Items from a dataset →
--- Begin ---

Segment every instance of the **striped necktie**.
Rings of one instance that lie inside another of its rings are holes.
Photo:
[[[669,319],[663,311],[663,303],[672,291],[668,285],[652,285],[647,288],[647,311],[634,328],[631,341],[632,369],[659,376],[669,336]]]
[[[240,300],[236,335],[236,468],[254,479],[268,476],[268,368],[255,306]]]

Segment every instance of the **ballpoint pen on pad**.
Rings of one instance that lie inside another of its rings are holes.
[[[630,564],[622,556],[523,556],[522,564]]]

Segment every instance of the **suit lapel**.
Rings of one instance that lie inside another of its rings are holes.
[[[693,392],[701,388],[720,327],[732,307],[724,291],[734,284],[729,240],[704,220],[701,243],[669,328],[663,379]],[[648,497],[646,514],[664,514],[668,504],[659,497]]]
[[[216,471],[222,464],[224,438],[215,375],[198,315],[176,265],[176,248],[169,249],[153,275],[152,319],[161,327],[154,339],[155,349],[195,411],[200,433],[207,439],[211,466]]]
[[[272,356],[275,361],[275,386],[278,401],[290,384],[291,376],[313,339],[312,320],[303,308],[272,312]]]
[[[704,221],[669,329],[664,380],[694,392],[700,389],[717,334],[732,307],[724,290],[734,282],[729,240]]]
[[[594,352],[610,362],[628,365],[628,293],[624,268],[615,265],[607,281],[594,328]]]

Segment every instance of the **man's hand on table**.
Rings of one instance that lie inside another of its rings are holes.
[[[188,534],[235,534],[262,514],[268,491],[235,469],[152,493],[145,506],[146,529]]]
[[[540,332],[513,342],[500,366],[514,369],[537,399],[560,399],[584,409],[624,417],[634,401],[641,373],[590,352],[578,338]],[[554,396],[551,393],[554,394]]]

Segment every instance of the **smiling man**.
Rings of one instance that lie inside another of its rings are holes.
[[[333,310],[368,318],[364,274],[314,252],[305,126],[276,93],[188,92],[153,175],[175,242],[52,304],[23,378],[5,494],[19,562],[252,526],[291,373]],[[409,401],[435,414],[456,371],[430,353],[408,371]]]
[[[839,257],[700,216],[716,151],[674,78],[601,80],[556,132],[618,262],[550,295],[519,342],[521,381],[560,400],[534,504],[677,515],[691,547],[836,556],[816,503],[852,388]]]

--- End ---

THE REQUEST → Starting at the line that contains "Segment every instance of the **smiling" and continuing through the end of the listing, write those lines out again with "smiling man" changed to "grinning man" and everything else left as it is.

RESPONSE TO THIS EXERCISE →
Segment every instance of the **grinning man**.
Rings of one instance that lie inside another of its rings are holes.
[[[333,310],[368,318],[364,274],[314,252],[305,126],[276,93],[188,92],[153,175],[175,242],[52,304],[23,378],[5,494],[19,562],[252,526],[291,373]],[[409,401],[435,414],[456,371],[430,353],[408,371]]]
[[[839,257],[700,216],[716,151],[674,78],[601,80],[556,132],[618,262],[550,295],[519,342],[521,381],[560,400],[534,504],[677,515],[691,547],[836,556],[816,503],[852,388]]]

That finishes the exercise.